SOURCE DOCUMENT |
━━━━━━━━━━━━━━━━━━━━

An embedded and charset-unspecified text was scrubbed... Name: not available URL: <https://stat.ethz.ch/pipermail/r-sig-mixed-models/attachments/20090119/0f5eede5/attachment.pl>
Testing for non-linearity and heterogeneity
2 messages · Nick Isaac, Reinhold Kliegl
It appears that you want to model nonlinearity with a polynomial function, that is test whether the regression of Q on M is better described by a quadratic than a linear relation. In addition, you test whether there are reliable differences between units in the linear and possibly also the quadratic trends. Such an analysis can be nicely illustrated with the "sleepstudy" data.
fm1 <- lmer(Reaction ~ poly(Days,2) + (1 | Subject), sleepstudy) fm2 <- lmer(Reaction ~ poly(Days,2) + (poly(Days,1) | Subject), sleepstudy) fm3 <- lmer(Reaction ~ poly(Days,2) + (poly(Days,2) | Subject), sleepstudy)
Use poly() to specify the degree of the polynomial. fm1 allows only varying intercepts, fm2 allows varying intercepts and varying linear slopes, and fm3 allows varying intercepts, and varying linear and quadratic trends. You can use anova() to check whether addition of varying linear trends and varying quadratic trends leads to significant improvement in goodness of fit:
anova(fm1,fm2,fm3)

━━━━━━━━━━━━━━━━━━━━

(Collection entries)
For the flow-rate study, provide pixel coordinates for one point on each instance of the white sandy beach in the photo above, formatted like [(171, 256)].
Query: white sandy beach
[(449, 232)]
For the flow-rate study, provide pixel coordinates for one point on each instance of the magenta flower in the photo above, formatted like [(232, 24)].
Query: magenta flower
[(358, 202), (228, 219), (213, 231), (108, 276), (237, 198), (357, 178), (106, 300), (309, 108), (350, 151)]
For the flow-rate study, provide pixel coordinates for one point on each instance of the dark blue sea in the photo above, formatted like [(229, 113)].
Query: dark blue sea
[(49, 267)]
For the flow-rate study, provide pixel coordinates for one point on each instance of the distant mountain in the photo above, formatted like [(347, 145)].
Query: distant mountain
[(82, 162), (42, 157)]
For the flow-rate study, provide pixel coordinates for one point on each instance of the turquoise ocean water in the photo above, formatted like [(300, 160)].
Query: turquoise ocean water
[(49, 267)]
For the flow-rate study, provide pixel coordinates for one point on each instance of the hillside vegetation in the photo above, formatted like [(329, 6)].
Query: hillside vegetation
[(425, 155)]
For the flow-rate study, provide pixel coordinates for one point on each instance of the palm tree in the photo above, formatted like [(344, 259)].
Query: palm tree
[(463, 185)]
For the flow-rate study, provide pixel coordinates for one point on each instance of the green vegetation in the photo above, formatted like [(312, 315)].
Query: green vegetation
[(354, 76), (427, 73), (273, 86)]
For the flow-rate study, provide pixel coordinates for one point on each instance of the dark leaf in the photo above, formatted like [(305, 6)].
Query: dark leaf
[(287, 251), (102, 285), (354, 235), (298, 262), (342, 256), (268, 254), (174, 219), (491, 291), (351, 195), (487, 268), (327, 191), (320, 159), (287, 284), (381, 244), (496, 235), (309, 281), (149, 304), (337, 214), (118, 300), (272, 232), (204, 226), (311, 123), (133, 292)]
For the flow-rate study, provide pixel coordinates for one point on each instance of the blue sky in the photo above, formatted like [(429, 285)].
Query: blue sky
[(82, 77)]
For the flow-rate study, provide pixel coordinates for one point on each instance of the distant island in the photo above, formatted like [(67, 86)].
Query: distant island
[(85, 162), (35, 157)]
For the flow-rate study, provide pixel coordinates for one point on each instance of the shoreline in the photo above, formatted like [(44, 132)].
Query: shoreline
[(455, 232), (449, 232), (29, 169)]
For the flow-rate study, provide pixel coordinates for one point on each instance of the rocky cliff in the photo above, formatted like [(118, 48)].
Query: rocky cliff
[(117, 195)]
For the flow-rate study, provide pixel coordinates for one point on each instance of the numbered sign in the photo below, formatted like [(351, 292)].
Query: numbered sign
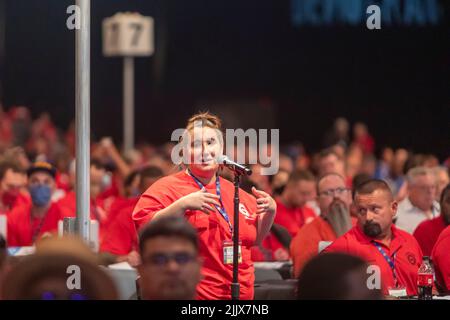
[(128, 34)]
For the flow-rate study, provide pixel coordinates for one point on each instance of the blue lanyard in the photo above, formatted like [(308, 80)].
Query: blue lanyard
[(221, 209), (390, 261)]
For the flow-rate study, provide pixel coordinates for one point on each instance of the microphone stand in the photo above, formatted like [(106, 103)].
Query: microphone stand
[(235, 287)]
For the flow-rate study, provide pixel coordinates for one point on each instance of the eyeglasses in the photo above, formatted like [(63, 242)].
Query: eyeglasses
[(333, 192), (162, 259)]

━━━━━━━━━━━━━━━━━━━━

REQUEST 1 | According to the thread on testing for non-linearity, what does fm2 allow?
REQUEST 2 | Please reproduce the thread on testing for non-linearity from "An embedded and" up to and including "(poly(Days,2) | Subject), sleepstudy)".
Rely only on the thread on testing for non-linearity, not on the data.

OUTPUT 1 | Varying intercepts and varying linear slopes.

OUTPUT 2 |
An embedded and charset-unspecified text was scrubbed... Name: not available URL: <https://stat.ethz.ch/pipermail/r-sig-mixed-models/attachments/20090119/0f5eede5/attachment.pl>
Testing for non-linearity and heterogeneity
2 messages · Nick Isaac, Reinhold Kliegl
It appears that you want to model nonlinearity with a polynomial function, that is test whether the regression of Q on M is better described by a quadratic than a linear relation. In addition, you test whether there are reliable differences between units in the linear and possibly also the quadratic trends. Such an analysis can be nicely illustrated with the "sleepstudy" data.
fm1 <- lmer(Reaction ~ poly(Days,2) + (1 | Subject), sleepstudy) fm2 <- lmer(Reaction ~ poly(Days,2) + (poly(Days,1) | Subject), sleepstudy) fm3 <- lmer(Reaction ~ poly(Days,2) + (poly(Days,2) | Subject), sleepstudy)